(WHAT IS REQUIRED):
This exercise calls for the data below to be retyped exactly, minus any images.

Collection entries

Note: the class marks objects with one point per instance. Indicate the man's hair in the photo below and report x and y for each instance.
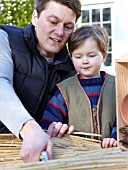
(99, 34)
(74, 5)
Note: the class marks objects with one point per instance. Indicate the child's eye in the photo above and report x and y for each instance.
(77, 57)
(91, 56)
(53, 22)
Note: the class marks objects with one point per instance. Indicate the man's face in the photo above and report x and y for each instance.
(53, 28)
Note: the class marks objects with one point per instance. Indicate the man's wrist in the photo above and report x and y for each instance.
(25, 128)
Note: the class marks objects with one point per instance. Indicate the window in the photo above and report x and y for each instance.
(99, 15)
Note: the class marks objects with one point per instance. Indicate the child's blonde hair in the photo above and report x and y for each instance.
(99, 34)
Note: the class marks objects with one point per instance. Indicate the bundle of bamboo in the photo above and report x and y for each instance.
(70, 152)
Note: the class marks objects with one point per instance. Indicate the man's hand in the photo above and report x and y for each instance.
(57, 129)
(109, 142)
(35, 140)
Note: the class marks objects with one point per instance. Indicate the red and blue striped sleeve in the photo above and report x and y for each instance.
(55, 111)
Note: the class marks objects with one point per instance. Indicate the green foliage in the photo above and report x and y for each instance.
(16, 12)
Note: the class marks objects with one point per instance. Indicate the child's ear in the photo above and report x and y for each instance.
(104, 57)
(34, 17)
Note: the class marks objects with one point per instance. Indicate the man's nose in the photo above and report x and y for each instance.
(59, 29)
(85, 59)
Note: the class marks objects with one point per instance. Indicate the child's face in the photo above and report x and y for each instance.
(87, 59)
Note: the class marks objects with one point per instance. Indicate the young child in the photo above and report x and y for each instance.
(86, 100)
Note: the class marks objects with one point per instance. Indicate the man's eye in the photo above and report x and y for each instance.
(53, 22)
(77, 57)
(91, 56)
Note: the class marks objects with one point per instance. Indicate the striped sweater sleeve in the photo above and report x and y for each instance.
(114, 132)
(55, 111)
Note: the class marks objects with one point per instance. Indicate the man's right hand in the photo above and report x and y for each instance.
(35, 140)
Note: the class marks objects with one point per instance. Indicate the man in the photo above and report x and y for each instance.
(32, 61)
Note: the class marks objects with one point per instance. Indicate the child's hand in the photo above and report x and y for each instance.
(57, 129)
(109, 142)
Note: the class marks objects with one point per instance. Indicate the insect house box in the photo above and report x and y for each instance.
(121, 68)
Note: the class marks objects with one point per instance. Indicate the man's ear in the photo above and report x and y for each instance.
(34, 17)
(104, 57)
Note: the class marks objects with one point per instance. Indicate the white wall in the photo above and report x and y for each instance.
(120, 28)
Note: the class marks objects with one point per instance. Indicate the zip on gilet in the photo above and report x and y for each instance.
(80, 113)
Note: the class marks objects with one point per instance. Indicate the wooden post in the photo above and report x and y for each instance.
(121, 68)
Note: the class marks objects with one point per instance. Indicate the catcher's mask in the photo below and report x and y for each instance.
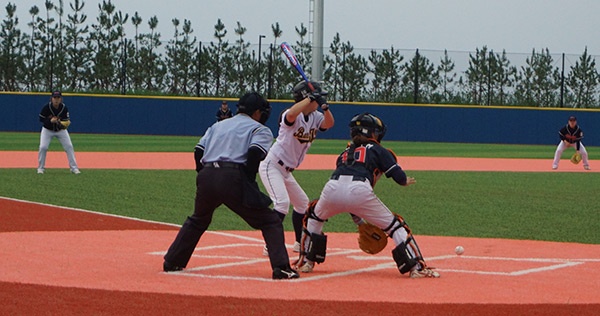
(368, 125)
(301, 90)
(253, 101)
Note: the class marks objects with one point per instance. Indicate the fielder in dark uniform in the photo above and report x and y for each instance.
(55, 121)
(227, 159)
(350, 190)
(223, 112)
(571, 136)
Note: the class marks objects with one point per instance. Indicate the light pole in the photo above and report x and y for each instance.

(RESULT OF THIS EXERCISE):
Note: the class marks objects with one point per instance. Indicate the man's hair in the photo below and report x and y for each instance.
(99, 34)
(74, 5)
Note: the class marks objects with one point per instance. Indicate the child's eye in the photo above and report x and y for each instance.
(77, 57)
(91, 56)
(53, 22)
Note: the class marks objects with one point per instance. Indicate the man's face in the photo above and report x and y for each instance.
(53, 28)
Note: the class marks objects with one point per instance. Indicate the man's wrist in the photo above and report x and y for each instance.
(25, 128)
Note: the class marks objects with one point per instance. Indicate the window in the photo above and report x and y for each instance.
(99, 15)
Note: the class marks objects with one point per instance. Indicate the child's blonde hair in the photo above and report x and y for each instance.
(99, 34)
Note: the class marks objects with one point per instance. Indicate the bundle of bamboo in the photo above and report x and y for each instance.
(70, 152)
Note: the class marks objects with one point per instance. Indicate the man's hand in the photo above and report x and y for each instance.
(57, 129)
(109, 142)
(35, 140)
Note: the class marks objects with one point per instance. Indicate the red and blue striped sleeve in the photo above and report x and y for each instance.
(55, 111)
Note: the class marks objects with one point per instance. Indicate the green foliage in the photo above and report x and y for each instance.
(16, 12)
Note: the class marks objects with one point per instance. Indicate the child's ear in the photo above and report x and y for each instance.
(104, 57)
(34, 17)
Note: the class marks objects with one point per instance. Indicate the man's nose in the photo above and report x and y for each instance.
(59, 29)
(85, 59)
Note: the class marks objects with one point per instance. Indicate the child's face in the photo above and report x and y for each instance.
(87, 59)
Note: the class marks objects with one point per instance. Indicate the young child in the photo above and report x and y for each instance.
(86, 100)
Note: the class marks objects with one point per instance. Indicate the man's eye in the photo above and report x and y for each instance.
(53, 22)
(77, 57)
(91, 56)
Note: the class marks objects with one point per instance. Indicate the striped sweater sleeve in the photo above and report x and y for each instance.
(114, 132)
(55, 111)
Note: the class marks objects with one point per instance. Indicate the man's right hand in the photo above and report x and y for each instance.
(35, 140)
Note: the class marks objects with one point per instance. Indicate the man in the photo above and report x and y for each instance.
(32, 61)
Note: the class marks objects with one point per instance. Indicate the child's hand in the photo above and report x and y for each instance.
(57, 129)
(109, 142)
Note: the class marks objects with one point per instance. Indicate the insect house box in the photo above and report x and y for each instance.
(121, 68)
Note: the class marks objects with one point per instance. Indicate the man's ear in the photo above and report x and y for each instance.
(34, 17)
(104, 57)
Note: the class marks objects with one point per instance. Indicate the white wall in the photo above and report x and y for each instance.
(120, 28)
Note: the class marks objects with one point per instance. Indicate the zip on gilet in the photo above and report x and y for each instance.
(80, 113)
Note: the class marks objects with one point per instance. Indicate the wooden post in the photo above and report x and y for each instance.
(121, 68)
Note: the class marks objects with one point per instance. Indicate the catcher's mask in the photo below and report x and y for each instance.
(368, 125)
(301, 90)
(253, 101)
Note: the class marks objects with one point per instance. Indicate the fielder in dark uniform in the photo above and report x and y for each instance.
(55, 121)
(227, 159)
(350, 190)
(223, 112)
(571, 136)
Note: the class marks objects with one point per instance. Indicate the light pole in the photo above and report x and y for each instance.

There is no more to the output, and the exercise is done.